**** DATA SHOWN ****

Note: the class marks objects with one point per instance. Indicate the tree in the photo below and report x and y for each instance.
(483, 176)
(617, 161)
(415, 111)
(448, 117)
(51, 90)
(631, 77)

****

WHAT THE TASK REQUIRES:
Print the data above exactly.

RESULT OF THE TASK:
Note: the class marks objects with one point per instance. Indicate the tree in the photo below and report x and y for each instance.
(483, 176)
(617, 161)
(415, 111)
(448, 117)
(51, 90)
(631, 77)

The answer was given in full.